Working data:
═══

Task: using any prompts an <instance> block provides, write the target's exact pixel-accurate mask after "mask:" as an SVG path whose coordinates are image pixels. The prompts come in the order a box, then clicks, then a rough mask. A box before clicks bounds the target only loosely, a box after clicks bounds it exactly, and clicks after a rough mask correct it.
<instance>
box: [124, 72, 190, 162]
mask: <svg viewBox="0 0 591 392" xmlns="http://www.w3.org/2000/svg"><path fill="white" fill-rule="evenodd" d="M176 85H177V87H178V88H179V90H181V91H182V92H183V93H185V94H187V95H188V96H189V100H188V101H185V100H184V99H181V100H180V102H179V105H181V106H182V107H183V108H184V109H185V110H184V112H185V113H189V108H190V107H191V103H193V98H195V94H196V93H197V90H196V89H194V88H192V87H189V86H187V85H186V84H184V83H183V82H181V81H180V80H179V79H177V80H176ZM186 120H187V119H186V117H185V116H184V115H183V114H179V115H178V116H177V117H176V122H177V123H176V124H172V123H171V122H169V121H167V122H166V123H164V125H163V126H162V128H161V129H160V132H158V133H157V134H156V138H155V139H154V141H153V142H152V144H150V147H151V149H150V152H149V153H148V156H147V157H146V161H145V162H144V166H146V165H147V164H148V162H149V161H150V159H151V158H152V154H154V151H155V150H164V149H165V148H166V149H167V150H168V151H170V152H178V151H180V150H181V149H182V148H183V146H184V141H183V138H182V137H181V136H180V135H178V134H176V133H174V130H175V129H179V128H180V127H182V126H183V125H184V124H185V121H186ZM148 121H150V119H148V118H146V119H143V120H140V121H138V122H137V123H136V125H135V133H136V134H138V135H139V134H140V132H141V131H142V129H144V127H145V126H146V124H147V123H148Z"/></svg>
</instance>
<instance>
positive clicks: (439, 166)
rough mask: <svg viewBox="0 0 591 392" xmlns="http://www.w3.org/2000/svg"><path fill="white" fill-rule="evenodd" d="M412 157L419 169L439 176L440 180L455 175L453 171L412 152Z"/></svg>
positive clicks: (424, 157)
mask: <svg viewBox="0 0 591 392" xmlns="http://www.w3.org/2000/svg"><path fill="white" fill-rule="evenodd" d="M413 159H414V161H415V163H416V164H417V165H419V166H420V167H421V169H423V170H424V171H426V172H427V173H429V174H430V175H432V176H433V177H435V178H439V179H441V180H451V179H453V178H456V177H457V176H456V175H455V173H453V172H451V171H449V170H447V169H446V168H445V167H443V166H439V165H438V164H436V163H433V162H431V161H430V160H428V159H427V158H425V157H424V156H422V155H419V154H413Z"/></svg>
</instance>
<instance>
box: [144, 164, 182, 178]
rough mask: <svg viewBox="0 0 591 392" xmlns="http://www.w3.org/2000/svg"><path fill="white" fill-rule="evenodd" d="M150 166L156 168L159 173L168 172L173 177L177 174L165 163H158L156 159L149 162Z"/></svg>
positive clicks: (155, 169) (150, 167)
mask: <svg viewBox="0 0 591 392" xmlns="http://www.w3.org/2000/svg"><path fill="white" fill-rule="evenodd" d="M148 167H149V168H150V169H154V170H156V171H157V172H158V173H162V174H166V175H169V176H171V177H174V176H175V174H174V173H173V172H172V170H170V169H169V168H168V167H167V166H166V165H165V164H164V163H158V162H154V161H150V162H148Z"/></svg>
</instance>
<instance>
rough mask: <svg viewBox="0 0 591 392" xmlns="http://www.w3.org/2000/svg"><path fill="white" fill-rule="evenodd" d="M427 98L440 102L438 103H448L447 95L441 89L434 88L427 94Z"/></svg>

═══

Problem:
Take the material above and transcribe all of it exactly.

Answer below:
Task: using any prompts an <instance> block provides, write the target's exact pixel-accurate mask after "mask:" as an SVG path whose coordinates are image pixels. The prompts come in the order a box, then clicks, then a rough mask. A box before clicks bounds the target only loosely, a box after clicks bounds it exactly, and clicks after a rough mask correct it.
<instance>
box: [124, 72, 190, 162]
mask: <svg viewBox="0 0 591 392" xmlns="http://www.w3.org/2000/svg"><path fill="white" fill-rule="evenodd" d="M176 85H177V87H178V88H179V90H181V91H182V92H183V93H185V94H187V95H188V96H189V100H188V101H185V100H184V99H181V100H180V102H179V105H181V106H182V107H183V108H184V109H185V110H184V112H185V113H189V108H190V107H191V103H193V98H195V94H196V93H197V90H196V89H194V88H192V87H189V86H187V85H186V84H184V83H183V82H181V81H180V80H179V79H177V80H176ZM186 120H187V119H186V117H185V116H184V115H183V114H179V115H178V116H177V117H176V122H177V123H176V124H172V123H171V122H169V121H167V122H166V123H164V125H163V126H162V128H161V129H160V132H158V133H157V134H156V138H155V139H154V141H153V142H152V144H150V147H151V149H150V152H149V153H148V156H147V157H146V161H145V162H144V166H146V165H147V164H148V162H149V161H150V159H151V158H152V154H154V151H155V150H164V149H165V148H166V149H167V150H168V151H170V152H178V151H180V150H181V149H182V148H183V146H184V141H183V138H182V137H181V136H180V135H178V134H176V133H174V130H175V129H179V128H180V127H182V126H183V125H184V124H185V121H186ZM148 121H150V119H148V118H146V119H143V120H140V121H138V122H137V123H136V125H135V133H136V134H138V135H139V134H140V132H141V131H142V129H144V127H145V126H146V124H147V123H148Z"/></svg>
</instance>
<instance>
positive clicks: (439, 166)
rough mask: <svg viewBox="0 0 591 392" xmlns="http://www.w3.org/2000/svg"><path fill="white" fill-rule="evenodd" d="M412 157L419 169L439 176L440 180L455 175L453 171L412 152Z"/></svg>
positive clicks: (424, 157)
mask: <svg viewBox="0 0 591 392" xmlns="http://www.w3.org/2000/svg"><path fill="white" fill-rule="evenodd" d="M413 159H414V161H415V163H416V164H417V165H419V166H420V167H421V169H423V170H424V171H426V172H427V173H429V174H430V175H432V176H433V177H435V178H439V179H441V180H451V179H453V178H456V177H457V176H456V175H455V173H453V172H451V171H449V170H447V169H446V168H445V167H443V166H439V165H438V164H436V163H433V162H431V161H430V160H428V159H427V158H425V157H424V156H422V155H419V154H413Z"/></svg>
</instance>
<instance>
box: [144, 164, 182, 178]
rough mask: <svg viewBox="0 0 591 392" xmlns="http://www.w3.org/2000/svg"><path fill="white" fill-rule="evenodd" d="M150 166L156 168L159 173L168 172L173 177L177 174L165 163H158L156 159L149 162Z"/></svg>
positive clicks: (155, 169) (150, 167)
mask: <svg viewBox="0 0 591 392" xmlns="http://www.w3.org/2000/svg"><path fill="white" fill-rule="evenodd" d="M148 167H149V168H150V169H154V170H156V171H157V172H158V173H162V174H166V175H169V176H171V177H174V176H175V174H174V173H173V172H172V170H170V169H169V168H168V167H167V166H166V165H165V164H164V163H158V162H154V161H150V162H148Z"/></svg>
</instance>
<instance>
rough mask: <svg viewBox="0 0 591 392" xmlns="http://www.w3.org/2000/svg"><path fill="white" fill-rule="evenodd" d="M427 98L440 102L438 103H448L447 95L441 89L434 88L427 94Z"/></svg>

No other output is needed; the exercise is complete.